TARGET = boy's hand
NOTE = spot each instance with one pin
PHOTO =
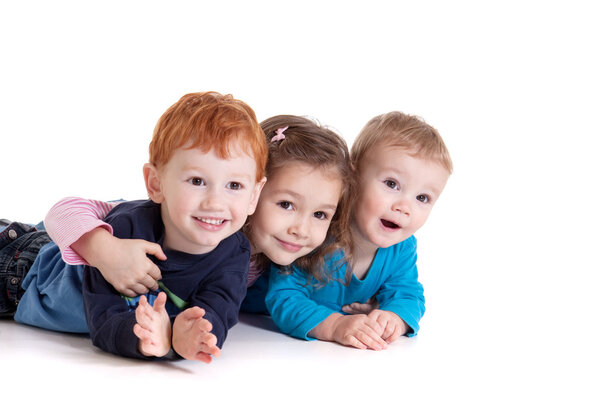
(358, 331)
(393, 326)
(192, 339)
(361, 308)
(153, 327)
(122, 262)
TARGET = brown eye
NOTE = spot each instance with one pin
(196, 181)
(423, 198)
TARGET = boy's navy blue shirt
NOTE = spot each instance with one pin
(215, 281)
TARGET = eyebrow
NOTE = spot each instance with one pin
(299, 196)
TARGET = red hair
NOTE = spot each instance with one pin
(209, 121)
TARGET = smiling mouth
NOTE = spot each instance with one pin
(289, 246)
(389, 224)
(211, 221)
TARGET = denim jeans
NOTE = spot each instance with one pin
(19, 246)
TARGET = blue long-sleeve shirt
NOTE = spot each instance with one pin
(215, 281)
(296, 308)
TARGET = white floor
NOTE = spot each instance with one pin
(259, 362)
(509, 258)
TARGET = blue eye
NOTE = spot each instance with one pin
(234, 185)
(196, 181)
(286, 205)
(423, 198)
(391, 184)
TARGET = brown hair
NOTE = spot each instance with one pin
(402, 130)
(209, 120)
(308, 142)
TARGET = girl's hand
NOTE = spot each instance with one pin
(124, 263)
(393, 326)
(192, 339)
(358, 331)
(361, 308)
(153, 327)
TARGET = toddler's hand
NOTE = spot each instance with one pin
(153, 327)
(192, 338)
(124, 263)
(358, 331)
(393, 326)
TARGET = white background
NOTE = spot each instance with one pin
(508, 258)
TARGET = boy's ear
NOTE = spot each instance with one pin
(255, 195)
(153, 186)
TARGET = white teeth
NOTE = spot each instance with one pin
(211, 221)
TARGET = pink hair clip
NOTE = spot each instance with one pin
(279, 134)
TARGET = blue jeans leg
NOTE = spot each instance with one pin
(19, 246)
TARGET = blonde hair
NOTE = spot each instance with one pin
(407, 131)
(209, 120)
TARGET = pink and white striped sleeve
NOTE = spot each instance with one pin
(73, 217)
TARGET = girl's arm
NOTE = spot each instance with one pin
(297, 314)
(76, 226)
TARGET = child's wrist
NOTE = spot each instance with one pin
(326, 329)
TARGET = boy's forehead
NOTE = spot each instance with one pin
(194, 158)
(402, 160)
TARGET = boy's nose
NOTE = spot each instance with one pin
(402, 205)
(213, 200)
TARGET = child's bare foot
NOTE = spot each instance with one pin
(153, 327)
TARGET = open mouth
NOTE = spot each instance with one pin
-*-*-
### Prompt
Rewrite every line from the one containing "TARGET = toddler's hand" through the last line above, in full. Multiply each point coordinate in the answers by 0.85 and round it to a whole number, halves up.

### Response to the exercise
TARGET = toddler's hand
NOTE = spot each instance with one pin
(130, 278)
(163, 287)
(105, 224)
(304, 281)
(334, 277)
TARGET = white background
NOTE = spot each instance with one pin
(432, 219)
TARGET = boy's ear
NOTE = spot each instance with one pin
(217, 166)
(130, 158)
TARGET = white teeth
NOTE = spot each instance with one pin
(179, 188)
TARGET = pink hair clip
NOTE = spot each instance with one pin
(237, 114)
TARGET = blue jeans leg
NOTE = spot each instance with one pin
(16, 209)
TARGET = blonde hair
NOTE = spot each instance with one pin
(346, 111)
(178, 102)
TARGET = pink and white striped sleeve
NOTE = spot each instance with one pin
(62, 184)
TARGET = girl's arm
NOTE = spot each instance with one pin
(252, 267)
(65, 192)
TARGET = child's wrist
NOTE = spot each instance with one pin
(277, 280)
TARGET = boy's forehead
NOTE = spot each instance with one pin
(165, 134)
(342, 136)
TARGET = boy's nose
NOTE = spot each instance with one pin
(342, 174)
(181, 170)
TARGET = child's bare foot
NOTE = spot each instance with one pin
(130, 278)
TARGET = open mouth
NOTE = spot each instance with one pin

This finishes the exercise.